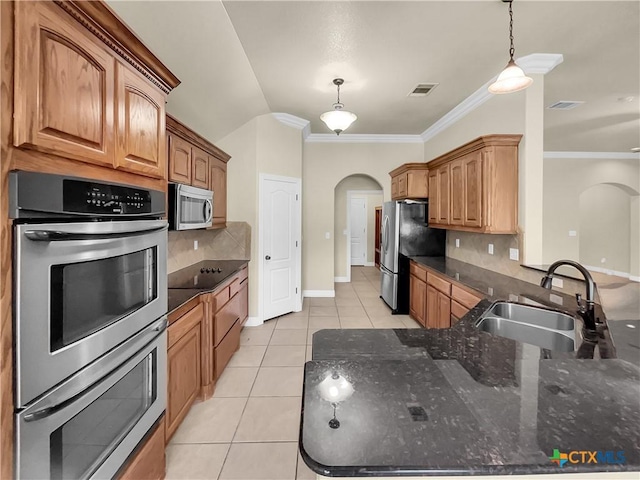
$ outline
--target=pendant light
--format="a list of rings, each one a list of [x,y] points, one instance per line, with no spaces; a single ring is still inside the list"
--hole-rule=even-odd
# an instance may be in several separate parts
[[[337,135],[340,135],[341,132],[349,128],[349,125],[358,118],[355,113],[343,110],[344,105],[340,103],[340,85],[343,83],[344,80],[341,78],[333,79],[333,84],[338,87],[338,101],[333,104],[333,110],[329,110],[320,115],[320,120],[326,123],[327,127],[336,132]]]
[[[524,90],[533,83],[530,77],[524,74],[524,71],[513,60],[515,49],[513,48],[513,0],[502,0],[509,4],[509,63],[505,69],[498,75],[497,80],[489,85],[489,92],[494,94],[513,93]]]

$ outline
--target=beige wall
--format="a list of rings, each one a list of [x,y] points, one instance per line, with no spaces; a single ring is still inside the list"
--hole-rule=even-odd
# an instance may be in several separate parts
[[[301,178],[302,133],[271,114],[256,117],[217,142],[231,155],[227,171],[227,218],[251,227],[251,259],[258,258],[260,173]],[[258,262],[249,262],[249,316],[258,316]]]
[[[375,248],[375,207],[382,205],[382,193],[366,193],[367,191],[382,190],[376,180],[366,175],[352,175],[340,181],[335,188],[334,199],[334,274],[336,277],[346,277],[348,274],[347,244],[349,237],[344,234],[347,225],[347,192],[353,197],[367,200],[367,262],[373,263]],[[363,193],[364,192],[364,193]]]
[[[424,158],[424,145],[385,143],[304,144],[302,167],[302,288],[334,289],[335,187],[345,177],[366,174],[390,200],[389,172],[407,162]],[[326,239],[325,234],[330,238]]]
[[[591,190],[596,185],[607,184],[603,189]],[[640,161],[620,159],[558,159],[547,158],[544,161],[544,263],[551,263],[561,258],[568,258],[584,262],[587,265],[611,269],[632,276],[640,275],[638,265],[638,192],[640,191]],[[598,193],[600,192],[600,193]],[[604,193],[603,193],[604,192]],[[611,195],[613,198],[607,200]],[[586,193],[587,195],[583,195]],[[604,211],[604,205],[593,202],[596,195],[604,195],[609,203]],[[580,203],[590,205],[593,211],[592,221],[584,222],[581,227]],[[620,197],[619,201],[615,198]],[[624,201],[623,201],[624,200]],[[616,203],[625,206],[615,207]],[[622,213],[624,211],[624,213]],[[600,213],[597,213],[600,212]],[[603,222],[613,219],[609,228]],[[599,225],[600,228],[591,228]],[[582,231],[586,229],[586,231]],[[576,236],[570,237],[569,231],[575,231]],[[589,245],[599,250],[598,254],[592,247],[587,247],[587,256],[583,258],[583,241],[589,236]],[[624,260],[618,253],[607,253],[617,240],[613,237],[624,237],[624,249],[628,253]],[[602,264],[600,259],[608,260]],[[596,263],[591,263],[596,261]]]

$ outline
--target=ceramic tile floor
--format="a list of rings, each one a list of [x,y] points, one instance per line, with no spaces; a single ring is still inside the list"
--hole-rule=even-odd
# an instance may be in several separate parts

◆ ◆ ◆ ◆ ◆

TASK DIRECTIONS: State how many lines of the entries contain the word "target". Reply with the number only.

OUTPUT FOR THIS TASK: 3